PROBLEM ▸ Pick out every line in the records below that contains the word "brown" and copy each one unchanged.

Start INPUT

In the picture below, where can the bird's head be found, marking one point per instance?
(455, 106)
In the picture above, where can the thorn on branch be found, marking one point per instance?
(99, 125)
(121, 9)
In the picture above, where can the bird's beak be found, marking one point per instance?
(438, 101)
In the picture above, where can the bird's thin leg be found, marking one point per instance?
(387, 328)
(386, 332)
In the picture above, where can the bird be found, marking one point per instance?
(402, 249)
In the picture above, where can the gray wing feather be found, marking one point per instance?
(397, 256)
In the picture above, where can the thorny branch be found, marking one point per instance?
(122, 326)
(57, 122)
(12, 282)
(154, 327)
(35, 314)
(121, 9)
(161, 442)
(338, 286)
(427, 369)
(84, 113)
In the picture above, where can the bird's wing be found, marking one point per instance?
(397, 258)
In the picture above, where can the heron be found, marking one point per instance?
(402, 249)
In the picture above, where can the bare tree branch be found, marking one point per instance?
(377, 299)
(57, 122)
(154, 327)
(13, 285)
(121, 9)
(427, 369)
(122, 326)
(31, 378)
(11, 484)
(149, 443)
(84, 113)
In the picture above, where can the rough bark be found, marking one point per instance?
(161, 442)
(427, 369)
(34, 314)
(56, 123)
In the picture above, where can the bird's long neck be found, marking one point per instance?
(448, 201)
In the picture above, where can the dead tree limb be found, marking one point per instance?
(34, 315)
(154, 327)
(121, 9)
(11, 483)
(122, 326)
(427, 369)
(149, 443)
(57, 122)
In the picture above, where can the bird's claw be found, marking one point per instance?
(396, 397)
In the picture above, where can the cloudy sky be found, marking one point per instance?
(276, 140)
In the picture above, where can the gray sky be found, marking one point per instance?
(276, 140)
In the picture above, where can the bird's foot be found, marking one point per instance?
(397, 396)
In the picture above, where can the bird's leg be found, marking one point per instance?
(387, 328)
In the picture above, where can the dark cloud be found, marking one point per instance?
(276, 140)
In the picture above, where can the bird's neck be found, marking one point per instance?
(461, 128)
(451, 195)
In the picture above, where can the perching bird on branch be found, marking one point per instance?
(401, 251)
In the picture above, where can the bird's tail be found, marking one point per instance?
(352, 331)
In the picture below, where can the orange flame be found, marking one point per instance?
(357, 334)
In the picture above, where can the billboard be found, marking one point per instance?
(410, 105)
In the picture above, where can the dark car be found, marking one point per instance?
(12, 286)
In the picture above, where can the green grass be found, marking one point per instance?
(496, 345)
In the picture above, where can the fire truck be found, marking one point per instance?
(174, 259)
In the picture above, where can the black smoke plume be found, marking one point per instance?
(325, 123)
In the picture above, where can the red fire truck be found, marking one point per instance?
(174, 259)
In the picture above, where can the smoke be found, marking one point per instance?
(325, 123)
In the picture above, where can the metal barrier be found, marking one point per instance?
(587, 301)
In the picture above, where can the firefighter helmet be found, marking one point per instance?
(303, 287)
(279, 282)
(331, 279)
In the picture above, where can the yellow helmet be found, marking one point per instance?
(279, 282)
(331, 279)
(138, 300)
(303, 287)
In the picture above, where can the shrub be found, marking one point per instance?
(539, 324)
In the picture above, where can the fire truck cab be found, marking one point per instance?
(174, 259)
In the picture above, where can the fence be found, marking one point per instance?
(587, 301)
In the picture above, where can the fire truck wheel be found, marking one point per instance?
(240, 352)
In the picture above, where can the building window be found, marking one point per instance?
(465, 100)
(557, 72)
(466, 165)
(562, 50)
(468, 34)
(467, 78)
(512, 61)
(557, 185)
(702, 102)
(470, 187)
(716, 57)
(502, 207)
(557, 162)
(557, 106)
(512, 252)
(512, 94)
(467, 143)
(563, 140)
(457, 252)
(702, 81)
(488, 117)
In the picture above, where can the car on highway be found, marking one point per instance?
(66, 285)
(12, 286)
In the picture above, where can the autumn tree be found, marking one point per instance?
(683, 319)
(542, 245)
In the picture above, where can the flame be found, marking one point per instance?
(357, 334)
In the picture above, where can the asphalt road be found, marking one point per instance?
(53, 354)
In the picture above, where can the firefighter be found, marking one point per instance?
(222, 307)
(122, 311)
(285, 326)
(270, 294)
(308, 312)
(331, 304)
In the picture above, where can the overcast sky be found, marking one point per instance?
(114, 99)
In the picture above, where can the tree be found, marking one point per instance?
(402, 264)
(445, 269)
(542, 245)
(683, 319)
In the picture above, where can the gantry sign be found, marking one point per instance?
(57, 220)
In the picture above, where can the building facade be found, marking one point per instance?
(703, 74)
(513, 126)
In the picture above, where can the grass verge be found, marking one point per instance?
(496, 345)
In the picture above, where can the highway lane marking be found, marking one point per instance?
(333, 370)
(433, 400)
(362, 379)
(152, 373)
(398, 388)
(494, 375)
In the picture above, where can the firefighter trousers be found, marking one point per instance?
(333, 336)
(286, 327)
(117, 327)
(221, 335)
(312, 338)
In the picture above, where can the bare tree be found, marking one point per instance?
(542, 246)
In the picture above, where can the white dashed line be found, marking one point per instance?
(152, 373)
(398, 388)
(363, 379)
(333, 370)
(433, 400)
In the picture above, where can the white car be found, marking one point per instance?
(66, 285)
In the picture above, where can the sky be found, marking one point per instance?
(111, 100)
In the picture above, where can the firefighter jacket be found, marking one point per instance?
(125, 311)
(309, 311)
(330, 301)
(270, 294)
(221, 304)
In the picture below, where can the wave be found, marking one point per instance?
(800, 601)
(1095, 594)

End INPUT
Start INPUT

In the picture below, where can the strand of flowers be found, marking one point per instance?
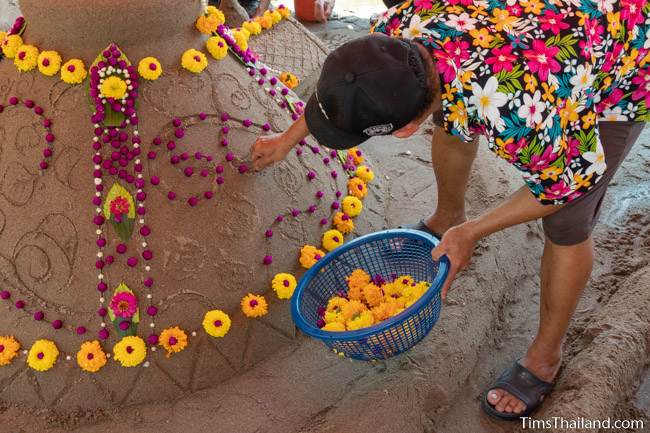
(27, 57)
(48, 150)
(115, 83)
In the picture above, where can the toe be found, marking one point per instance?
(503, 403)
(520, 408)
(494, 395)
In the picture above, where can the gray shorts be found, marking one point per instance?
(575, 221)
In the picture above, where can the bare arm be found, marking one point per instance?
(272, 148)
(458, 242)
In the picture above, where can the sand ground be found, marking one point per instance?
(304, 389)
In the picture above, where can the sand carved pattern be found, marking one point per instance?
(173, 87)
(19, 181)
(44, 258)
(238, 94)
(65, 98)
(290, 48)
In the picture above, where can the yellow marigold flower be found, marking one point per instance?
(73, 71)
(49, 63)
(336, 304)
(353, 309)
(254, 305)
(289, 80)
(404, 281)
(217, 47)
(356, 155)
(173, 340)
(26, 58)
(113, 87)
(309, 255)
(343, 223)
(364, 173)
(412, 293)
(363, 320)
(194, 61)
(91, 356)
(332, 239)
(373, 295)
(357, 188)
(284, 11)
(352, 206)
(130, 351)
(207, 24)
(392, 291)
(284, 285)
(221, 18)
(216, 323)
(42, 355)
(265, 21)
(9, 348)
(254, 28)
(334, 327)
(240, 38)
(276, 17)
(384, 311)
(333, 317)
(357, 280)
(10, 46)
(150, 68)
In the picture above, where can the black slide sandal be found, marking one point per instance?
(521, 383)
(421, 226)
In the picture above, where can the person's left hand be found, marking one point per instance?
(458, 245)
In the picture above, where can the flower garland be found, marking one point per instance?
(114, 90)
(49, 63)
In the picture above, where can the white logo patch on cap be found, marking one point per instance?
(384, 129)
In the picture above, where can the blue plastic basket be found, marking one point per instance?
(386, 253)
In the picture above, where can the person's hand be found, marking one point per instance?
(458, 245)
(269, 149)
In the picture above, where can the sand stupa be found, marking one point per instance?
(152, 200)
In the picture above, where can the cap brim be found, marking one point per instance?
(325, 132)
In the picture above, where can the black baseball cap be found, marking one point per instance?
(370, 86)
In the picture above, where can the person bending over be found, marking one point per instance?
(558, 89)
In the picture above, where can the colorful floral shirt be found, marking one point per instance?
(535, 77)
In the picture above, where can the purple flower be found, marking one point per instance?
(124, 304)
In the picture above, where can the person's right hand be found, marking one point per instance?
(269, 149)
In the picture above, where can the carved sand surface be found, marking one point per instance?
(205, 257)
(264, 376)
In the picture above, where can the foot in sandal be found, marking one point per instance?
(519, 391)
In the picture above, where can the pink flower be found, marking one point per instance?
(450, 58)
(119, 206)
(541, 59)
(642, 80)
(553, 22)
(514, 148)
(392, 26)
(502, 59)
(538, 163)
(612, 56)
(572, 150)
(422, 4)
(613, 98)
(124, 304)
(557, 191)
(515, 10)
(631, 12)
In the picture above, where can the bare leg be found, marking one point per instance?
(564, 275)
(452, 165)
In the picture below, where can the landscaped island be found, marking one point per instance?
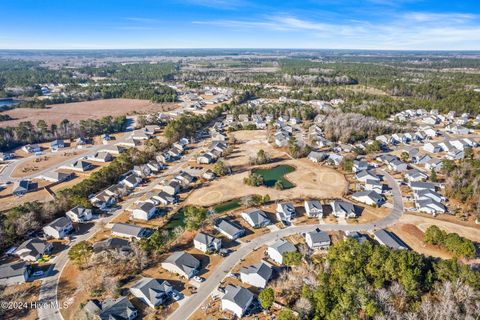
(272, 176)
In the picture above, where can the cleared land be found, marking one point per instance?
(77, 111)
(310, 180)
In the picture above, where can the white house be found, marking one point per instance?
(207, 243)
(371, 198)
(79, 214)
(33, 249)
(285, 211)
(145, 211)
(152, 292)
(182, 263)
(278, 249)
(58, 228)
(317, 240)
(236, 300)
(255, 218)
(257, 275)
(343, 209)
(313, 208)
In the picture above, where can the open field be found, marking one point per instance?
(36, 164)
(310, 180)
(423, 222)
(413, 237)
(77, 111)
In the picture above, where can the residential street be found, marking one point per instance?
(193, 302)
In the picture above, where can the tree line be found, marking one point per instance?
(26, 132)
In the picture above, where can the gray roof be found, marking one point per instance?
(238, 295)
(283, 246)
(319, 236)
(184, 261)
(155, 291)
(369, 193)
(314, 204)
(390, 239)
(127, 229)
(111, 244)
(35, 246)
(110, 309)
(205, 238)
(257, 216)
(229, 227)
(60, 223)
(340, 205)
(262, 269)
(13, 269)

End INPUT
Start INPUT

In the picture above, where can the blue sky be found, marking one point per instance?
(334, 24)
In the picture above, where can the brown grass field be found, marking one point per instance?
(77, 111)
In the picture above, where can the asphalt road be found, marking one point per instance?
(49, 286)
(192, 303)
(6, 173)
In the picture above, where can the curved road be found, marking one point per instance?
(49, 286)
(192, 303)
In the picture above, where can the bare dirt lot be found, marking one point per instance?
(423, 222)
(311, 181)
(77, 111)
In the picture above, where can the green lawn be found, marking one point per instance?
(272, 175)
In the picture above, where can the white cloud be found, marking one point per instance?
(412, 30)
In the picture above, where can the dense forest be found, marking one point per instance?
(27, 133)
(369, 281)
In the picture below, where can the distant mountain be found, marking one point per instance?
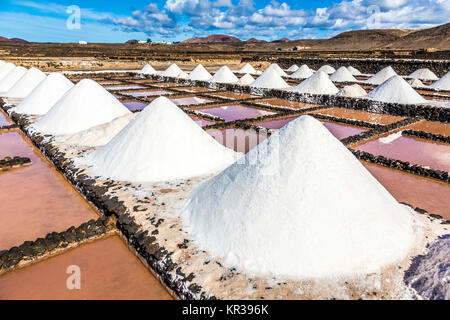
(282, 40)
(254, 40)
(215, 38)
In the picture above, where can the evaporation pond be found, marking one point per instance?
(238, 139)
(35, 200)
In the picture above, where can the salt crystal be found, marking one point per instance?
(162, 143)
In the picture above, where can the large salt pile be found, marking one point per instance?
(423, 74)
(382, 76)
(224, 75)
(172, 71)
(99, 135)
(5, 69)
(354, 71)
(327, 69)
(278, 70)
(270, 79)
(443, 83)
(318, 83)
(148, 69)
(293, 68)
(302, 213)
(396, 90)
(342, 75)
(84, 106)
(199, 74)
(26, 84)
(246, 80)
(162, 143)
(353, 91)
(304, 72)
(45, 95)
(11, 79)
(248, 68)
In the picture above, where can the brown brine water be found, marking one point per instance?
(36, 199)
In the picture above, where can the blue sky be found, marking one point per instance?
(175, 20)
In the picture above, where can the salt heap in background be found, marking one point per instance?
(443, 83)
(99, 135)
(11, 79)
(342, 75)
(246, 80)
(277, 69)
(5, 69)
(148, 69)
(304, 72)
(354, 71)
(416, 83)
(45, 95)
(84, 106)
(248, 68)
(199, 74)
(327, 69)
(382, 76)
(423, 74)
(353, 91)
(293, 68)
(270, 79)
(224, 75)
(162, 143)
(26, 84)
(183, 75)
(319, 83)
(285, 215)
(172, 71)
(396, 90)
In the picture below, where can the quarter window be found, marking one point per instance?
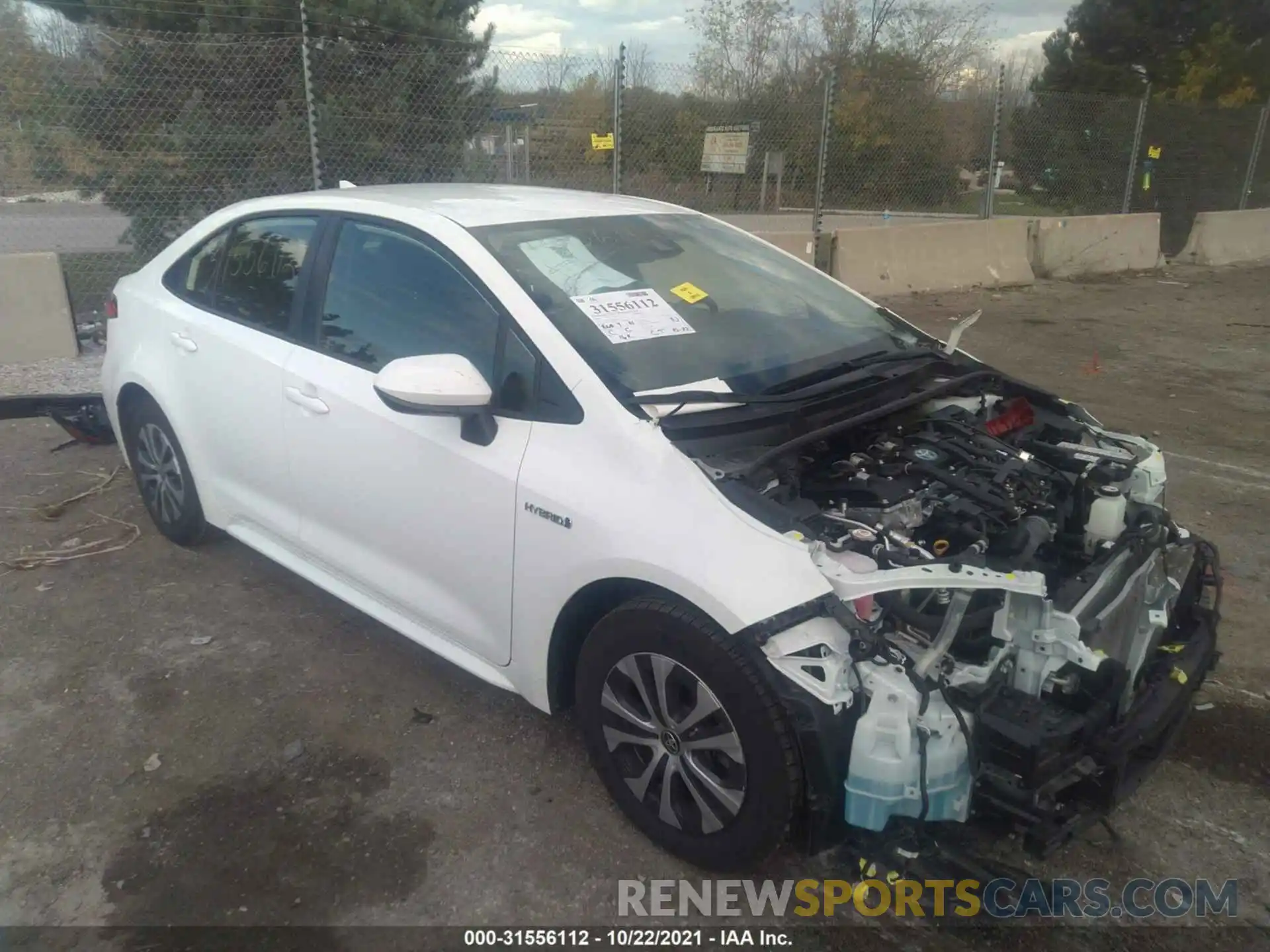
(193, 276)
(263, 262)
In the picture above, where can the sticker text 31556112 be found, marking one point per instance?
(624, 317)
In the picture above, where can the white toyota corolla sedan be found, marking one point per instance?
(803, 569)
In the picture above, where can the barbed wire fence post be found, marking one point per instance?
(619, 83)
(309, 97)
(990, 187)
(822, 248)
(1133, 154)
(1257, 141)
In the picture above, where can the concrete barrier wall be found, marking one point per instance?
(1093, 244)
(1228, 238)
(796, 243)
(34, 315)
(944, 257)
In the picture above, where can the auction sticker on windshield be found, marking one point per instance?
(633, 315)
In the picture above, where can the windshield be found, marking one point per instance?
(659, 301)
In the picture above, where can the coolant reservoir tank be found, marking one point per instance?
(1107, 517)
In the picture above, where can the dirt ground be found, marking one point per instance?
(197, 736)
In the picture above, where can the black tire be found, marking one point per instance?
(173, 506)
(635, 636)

End INPUT

TASK RESULT ▸
In the picture above, where can the brown grass field be found, marking one point per instance?
In the picture above, where can the brown brine water be found, marking one point per instance?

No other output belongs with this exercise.